- **DIRECTIVE**
Starting at the line containing "outline --target=black breast" and running through the end of the items, output each item as one row of a two-column CSV with the header text,answer. Put the item's text and its answer each in a single quoted field, with line breaks replaced by spaces.
#### DATA TO USE ####
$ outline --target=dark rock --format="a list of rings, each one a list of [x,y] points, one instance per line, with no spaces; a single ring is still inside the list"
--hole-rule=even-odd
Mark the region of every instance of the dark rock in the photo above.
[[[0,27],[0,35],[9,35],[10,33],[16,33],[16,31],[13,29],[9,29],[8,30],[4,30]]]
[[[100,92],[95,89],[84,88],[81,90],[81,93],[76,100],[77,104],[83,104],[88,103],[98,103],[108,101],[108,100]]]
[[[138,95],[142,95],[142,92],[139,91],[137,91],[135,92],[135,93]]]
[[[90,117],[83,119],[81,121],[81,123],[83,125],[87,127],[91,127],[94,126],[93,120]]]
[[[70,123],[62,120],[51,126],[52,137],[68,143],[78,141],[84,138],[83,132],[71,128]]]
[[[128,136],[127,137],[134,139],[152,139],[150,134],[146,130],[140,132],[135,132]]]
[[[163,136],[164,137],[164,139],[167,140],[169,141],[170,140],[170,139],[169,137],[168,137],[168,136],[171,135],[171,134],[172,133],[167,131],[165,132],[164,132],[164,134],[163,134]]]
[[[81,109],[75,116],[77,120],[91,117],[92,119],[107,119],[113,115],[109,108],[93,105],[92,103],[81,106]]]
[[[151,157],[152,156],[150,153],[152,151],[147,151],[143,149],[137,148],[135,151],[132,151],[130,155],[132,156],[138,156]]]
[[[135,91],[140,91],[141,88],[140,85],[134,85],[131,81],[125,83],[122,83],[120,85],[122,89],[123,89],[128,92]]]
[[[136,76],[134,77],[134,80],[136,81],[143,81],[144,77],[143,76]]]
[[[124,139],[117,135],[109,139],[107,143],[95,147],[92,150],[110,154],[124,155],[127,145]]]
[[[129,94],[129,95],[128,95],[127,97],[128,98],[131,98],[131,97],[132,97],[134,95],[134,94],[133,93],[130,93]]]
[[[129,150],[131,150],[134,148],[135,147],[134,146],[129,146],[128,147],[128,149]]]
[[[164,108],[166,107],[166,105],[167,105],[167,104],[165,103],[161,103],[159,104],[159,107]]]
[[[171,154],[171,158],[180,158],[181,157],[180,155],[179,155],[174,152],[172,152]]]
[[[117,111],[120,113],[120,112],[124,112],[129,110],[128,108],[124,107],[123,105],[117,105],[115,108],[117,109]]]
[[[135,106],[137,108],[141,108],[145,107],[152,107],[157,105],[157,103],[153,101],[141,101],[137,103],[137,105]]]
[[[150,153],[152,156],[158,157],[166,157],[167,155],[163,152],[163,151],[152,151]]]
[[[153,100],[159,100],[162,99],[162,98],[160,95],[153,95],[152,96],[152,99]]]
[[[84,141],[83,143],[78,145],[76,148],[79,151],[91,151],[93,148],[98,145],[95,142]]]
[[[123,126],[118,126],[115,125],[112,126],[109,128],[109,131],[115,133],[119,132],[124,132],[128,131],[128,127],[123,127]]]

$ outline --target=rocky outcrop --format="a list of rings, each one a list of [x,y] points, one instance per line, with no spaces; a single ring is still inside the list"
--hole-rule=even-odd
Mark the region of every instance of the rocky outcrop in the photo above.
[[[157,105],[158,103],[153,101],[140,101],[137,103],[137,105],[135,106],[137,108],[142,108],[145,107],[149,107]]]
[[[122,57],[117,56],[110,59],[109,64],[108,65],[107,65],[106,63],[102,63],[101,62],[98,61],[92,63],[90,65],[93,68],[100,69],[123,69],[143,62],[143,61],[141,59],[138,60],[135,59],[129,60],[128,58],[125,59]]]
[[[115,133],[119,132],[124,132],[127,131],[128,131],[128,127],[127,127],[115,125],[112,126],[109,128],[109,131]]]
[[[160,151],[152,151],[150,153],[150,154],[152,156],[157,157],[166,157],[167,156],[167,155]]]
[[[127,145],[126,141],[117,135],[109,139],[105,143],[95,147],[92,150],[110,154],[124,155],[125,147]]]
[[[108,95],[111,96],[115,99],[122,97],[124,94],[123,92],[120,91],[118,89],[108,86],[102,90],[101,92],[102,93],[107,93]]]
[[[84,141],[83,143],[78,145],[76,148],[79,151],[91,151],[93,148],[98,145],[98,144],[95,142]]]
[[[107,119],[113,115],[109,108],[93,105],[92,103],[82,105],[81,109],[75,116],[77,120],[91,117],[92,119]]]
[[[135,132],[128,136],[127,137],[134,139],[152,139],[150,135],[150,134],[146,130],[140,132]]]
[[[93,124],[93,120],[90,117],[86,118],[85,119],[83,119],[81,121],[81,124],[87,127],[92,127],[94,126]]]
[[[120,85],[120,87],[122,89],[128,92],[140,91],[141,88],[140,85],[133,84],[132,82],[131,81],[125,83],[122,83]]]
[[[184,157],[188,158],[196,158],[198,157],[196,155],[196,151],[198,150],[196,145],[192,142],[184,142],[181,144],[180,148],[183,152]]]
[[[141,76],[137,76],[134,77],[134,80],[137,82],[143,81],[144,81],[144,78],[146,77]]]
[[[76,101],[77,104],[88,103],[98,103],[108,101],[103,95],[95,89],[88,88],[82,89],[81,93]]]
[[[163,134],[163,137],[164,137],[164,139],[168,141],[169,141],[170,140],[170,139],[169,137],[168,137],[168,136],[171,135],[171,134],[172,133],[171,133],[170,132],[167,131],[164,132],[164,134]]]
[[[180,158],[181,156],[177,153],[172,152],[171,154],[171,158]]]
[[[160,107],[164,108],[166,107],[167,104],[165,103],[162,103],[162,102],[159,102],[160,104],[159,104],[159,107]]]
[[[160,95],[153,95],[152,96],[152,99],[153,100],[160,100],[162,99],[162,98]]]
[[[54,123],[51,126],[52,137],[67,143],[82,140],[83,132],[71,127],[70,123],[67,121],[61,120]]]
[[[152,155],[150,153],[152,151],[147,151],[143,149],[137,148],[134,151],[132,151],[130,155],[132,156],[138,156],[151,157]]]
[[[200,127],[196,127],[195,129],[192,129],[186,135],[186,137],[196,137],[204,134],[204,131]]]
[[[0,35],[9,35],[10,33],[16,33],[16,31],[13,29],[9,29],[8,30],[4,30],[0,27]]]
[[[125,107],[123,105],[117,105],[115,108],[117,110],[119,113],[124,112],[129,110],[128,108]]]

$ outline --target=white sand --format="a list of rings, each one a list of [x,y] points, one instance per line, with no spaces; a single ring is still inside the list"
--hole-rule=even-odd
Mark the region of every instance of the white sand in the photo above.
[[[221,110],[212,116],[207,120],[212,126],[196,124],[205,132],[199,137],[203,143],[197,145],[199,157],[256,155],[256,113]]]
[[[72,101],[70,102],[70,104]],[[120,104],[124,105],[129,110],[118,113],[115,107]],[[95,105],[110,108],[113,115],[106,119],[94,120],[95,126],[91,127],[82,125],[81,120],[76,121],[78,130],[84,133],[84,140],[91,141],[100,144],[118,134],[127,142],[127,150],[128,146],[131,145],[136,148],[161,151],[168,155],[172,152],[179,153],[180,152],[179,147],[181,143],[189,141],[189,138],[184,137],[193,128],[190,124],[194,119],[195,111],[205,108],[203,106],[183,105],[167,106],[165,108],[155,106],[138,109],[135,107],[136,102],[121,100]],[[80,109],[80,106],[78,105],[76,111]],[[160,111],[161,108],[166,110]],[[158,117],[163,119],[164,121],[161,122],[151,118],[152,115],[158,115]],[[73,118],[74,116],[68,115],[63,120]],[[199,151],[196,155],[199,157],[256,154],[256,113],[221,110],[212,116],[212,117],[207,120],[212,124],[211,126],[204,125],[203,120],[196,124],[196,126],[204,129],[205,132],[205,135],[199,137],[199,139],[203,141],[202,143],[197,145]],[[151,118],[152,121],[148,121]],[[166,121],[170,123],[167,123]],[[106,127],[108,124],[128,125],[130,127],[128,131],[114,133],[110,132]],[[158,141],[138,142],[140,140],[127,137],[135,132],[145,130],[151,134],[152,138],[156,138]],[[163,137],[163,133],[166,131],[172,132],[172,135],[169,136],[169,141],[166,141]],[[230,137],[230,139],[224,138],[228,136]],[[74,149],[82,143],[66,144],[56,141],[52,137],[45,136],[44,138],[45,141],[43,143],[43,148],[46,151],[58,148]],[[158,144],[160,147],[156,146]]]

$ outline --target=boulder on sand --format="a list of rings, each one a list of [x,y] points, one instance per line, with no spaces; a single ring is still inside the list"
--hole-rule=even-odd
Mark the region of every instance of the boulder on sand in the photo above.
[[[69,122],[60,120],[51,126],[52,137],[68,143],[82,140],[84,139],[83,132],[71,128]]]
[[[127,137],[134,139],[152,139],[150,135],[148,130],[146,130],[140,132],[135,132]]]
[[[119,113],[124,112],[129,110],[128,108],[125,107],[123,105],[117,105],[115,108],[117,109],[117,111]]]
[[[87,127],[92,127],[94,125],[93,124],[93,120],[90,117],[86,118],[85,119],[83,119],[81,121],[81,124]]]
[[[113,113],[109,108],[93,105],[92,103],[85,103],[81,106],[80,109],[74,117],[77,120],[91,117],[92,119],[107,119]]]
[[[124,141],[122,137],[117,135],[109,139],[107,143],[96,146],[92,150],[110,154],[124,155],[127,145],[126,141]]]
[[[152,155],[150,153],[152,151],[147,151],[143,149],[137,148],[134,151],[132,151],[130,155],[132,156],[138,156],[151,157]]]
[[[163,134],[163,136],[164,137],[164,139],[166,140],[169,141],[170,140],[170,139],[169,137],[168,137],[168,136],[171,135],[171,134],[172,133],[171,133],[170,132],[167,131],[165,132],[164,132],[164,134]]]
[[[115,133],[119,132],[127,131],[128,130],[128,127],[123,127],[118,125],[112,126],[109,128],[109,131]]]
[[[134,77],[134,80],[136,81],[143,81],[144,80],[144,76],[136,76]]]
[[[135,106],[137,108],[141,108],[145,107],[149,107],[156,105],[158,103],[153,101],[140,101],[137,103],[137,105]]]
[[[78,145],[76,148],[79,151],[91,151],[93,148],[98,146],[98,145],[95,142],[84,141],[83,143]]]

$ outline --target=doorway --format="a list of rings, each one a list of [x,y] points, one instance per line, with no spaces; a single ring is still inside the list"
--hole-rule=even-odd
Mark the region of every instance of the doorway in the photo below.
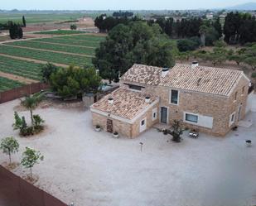
[[[165,107],[161,108],[161,123],[167,123],[168,109]]]

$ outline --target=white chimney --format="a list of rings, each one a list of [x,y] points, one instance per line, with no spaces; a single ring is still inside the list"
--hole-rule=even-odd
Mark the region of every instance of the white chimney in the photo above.
[[[146,102],[146,103],[150,103],[150,97],[147,96],[147,97],[145,98],[145,102]]]
[[[191,69],[195,69],[198,66],[198,62],[197,61],[193,61],[191,65]]]
[[[169,68],[162,68],[162,77],[165,77],[169,72]]]
[[[109,98],[108,101],[109,101],[109,104],[113,104],[114,103],[114,98]]]

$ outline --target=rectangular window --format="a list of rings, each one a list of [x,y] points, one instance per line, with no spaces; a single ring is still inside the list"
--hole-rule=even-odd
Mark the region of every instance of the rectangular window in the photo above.
[[[186,113],[186,121],[197,123],[198,122],[198,116],[190,113]]]
[[[178,104],[179,101],[179,91],[171,90],[171,103]]]

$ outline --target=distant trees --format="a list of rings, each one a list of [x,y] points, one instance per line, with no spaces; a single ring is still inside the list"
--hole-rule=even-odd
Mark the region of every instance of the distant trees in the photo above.
[[[223,30],[228,44],[244,44],[256,41],[256,20],[249,13],[229,12]]]
[[[53,71],[50,78],[51,89],[63,98],[96,93],[100,83],[101,78],[93,68],[60,68]]]
[[[134,63],[171,67],[174,46],[162,31],[157,24],[150,26],[142,22],[113,28],[93,60],[100,76],[118,81]]]
[[[22,39],[23,37],[23,31],[19,24],[9,22],[9,34],[11,39]]]
[[[119,11],[113,13],[114,17],[132,17],[133,16],[133,13],[128,11],[126,12]]]
[[[141,21],[138,17],[134,17],[128,19],[127,17],[107,17],[105,14],[102,14],[97,17],[94,20],[94,25],[97,26],[100,32],[109,32],[111,29],[118,24],[128,25],[131,22]]]
[[[200,41],[197,36],[177,41],[177,47],[181,52],[195,50],[200,46]]]

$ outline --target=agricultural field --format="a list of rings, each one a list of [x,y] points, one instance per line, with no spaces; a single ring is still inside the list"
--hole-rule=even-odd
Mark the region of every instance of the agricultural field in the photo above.
[[[46,35],[73,35],[73,34],[83,34],[86,31],[73,31],[73,30],[56,30],[56,31],[46,31],[35,32],[35,34],[46,34]]]
[[[23,85],[23,84],[18,81],[14,81],[0,76],[0,93]]]
[[[39,81],[41,67],[47,62],[58,66],[92,66],[91,60],[95,55],[95,49],[104,38],[88,34],[60,35],[3,43],[0,45],[0,72]],[[3,74],[5,79],[8,77]],[[10,83],[8,79],[1,82],[3,89],[23,85],[14,84],[13,79],[10,79]]]
[[[37,60],[64,64],[67,65],[92,65],[91,58],[89,57],[55,53],[44,50],[36,50],[27,48],[16,48],[4,45],[0,46],[0,53],[18,57],[30,58]]]
[[[48,42],[48,43],[57,43],[70,46],[80,46],[96,48],[99,46],[100,41],[80,41],[73,38],[64,38],[64,37],[54,37],[54,38],[43,38],[33,40],[33,41]]]
[[[46,44],[43,42],[34,42],[31,41],[21,41],[7,43],[9,46],[18,46],[22,47],[29,47],[32,49],[50,50],[55,51],[62,51],[80,55],[94,55],[94,48],[78,47],[72,46],[61,46],[54,44]]]
[[[31,79],[41,79],[41,64],[19,60],[0,55],[0,71]]]
[[[85,13],[26,13],[26,12],[4,12],[0,13],[0,23],[6,23],[8,21],[22,22],[22,16],[26,17],[27,23],[46,23],[52,22],[75,21],[82,17]]]

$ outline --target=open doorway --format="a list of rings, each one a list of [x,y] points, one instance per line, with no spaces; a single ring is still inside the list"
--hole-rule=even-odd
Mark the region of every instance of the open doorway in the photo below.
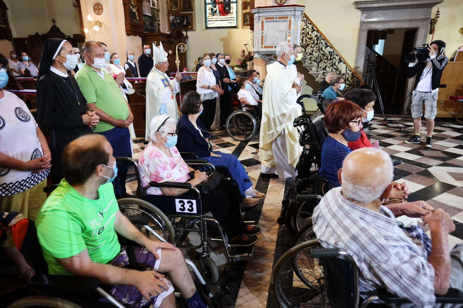
[[[369,63],[374,62],[374,69],[385,113],[392,113],[402,105],[407,82],[407,64],[403,55],[412,52],[417,29],[369,30],[365,47],[364,76]],[[381,113],[379,104],[375,112]]]

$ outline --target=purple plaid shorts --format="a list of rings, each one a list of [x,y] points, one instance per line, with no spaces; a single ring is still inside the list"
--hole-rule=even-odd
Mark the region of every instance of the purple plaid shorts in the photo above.
[[[159,255],[159,260],[156,260],[154,255],[149,252],[144,247],[134,246],[133,250],[137,260],[143,268],[146,268],[146,271],[153,270],[157,271],[157,269],[159,267],[159,265],[161,264],[160,248],[156,251],[156,252]],[[112,265],[119,267],[129,265],[129,257],[127,256],[125,247],[121,248],[120,252],[111,260],[110,264]],[[160,280],[163,280],[167,284],[167,285],[169,286],[169,289],[167,290],[164,290],[163,292],[158,294],[157,296],[151,296],[149,301],[147,301],[143,297],[143,296],[134,285],[117,284],[113,286],[108,293],[119,300],[123,304],[131,308],[140,308],[140,307],[143,307],[144,306],[149,307],[149,305],[152,305],[154,308],[157,308],[161,305],[163,299],[174,292],[174,287],[170,281],[165,277],[161,278]],[[102,302],[106,301],[104,298],[101,298],[100,300]]]

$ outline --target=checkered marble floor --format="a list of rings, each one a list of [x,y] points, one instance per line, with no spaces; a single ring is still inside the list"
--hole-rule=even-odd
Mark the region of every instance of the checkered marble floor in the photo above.
[[[452,217],[456,230],[449,235],[449,246],[463,241],[463,126],[453,121],[437,119],[432,148],[426,148],[425,122],[423,121],[420,144],[403,142],[413,135],[413,119],[407,116],[395,117],[385,124],[379,118],[365,131],[372,141],[378,140],[380,147],[394,159],[403,163],[394,168],[394,179],[405,181],[411,193],[409,201],[424,200],[436,208],[442,208]],[[262,228],[256,245],[254,255],[247,261],[226,264],[223,249],[215,245],[212,258],[219,267],[220,278],[212,286],[214,297],[224,308],[276,307],[269,295],[269,282],[273,265],[290,247],[292,235],[284,226],[276,222],[281,211],[281,202],[292,179],[286,180],[261,176],[258,160],[258,140],[235,141],[225,131],[213,132],[211,142],[215,150],[232,153],[246,168],[253,184],[267,197],[258,205],[246,213],[246,220],[258,222]],[[133,157],[137,159],[144,148],[143,139],[134,141]],[[130,173],[132,173],[131,174]],[[129,171],[127,192],[137,188],[133,171]],[[427,229],[426,226],[424,228]],[[194,253],[186,256],[197,261]]]

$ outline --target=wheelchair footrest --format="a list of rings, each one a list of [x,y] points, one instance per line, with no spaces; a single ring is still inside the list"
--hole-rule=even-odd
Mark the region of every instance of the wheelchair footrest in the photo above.
[[[230,259],[232,261],[248,260],[254,253],[254,245],[248,247],[236,247],[230,251]]]

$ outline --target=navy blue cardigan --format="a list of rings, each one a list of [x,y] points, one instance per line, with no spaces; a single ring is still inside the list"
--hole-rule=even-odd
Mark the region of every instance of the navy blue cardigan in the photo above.
[[[177,130],[178,131],[178,140],[176,146],[180,152],[192,152],[199,158],[210,156],[209,143],[206,138],[211,136],[211,134],[206,129],[206,126],[199,118],[196,119],[196,125],[201,129],[203,136],[194,127],[188,116],[184,114],[178,119]]]

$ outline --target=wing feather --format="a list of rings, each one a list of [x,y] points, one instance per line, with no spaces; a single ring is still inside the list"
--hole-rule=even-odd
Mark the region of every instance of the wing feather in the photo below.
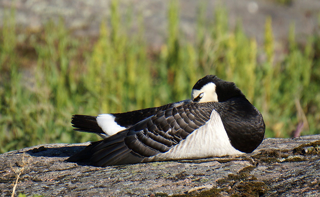
[[[105,166],[141,162],[165,153],[209,120],[210,103],[188,103],[173,106],[85,149],[94,165]],[[88,153],[88,151],[90,153]]]

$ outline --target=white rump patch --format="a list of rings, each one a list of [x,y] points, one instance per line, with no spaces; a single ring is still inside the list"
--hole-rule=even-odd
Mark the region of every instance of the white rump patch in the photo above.
[[[126,128],[121,127],[115,122],[115,117],[112,114],[100,114],[96,117],[96,122],[103,132],[107,135],[106,136],[100,135],[103,138],[106,138],[109,135],[112,135]]]
[[[174,147],[146,161],[207,158],[244,154],[230,143],[221,118],[214,110],[210,119]]]
[[[199,102],[218,102],[218,95],[216,92],[216,84],[211,82],[203,86],[201,90],[192,90],[191,98],[192,100],[197,98],[200,94],[203,93],[202,98]]]

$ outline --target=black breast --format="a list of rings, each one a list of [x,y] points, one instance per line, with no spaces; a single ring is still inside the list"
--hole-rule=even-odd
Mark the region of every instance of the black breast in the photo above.
[[[261,113],[242,97],[219,103],[217,110],[232,146],[244,153],[252,152],[264,136],[265,125]]]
####
- **WRITTEN REPLY**
text,answer
"$ outline --target=black breast --format=""a list of rings, each one a list of [x,y] points, one instance per line, with no spaces; a single ring is still inside the list"" --hole-rule=even-odd Mark the region of every instance of the black breast in the photo above.","[[[261,113],[242,97],[219,103],[217,110],[232,146],[244,153],[252,152],[264,136],[265,125]]]"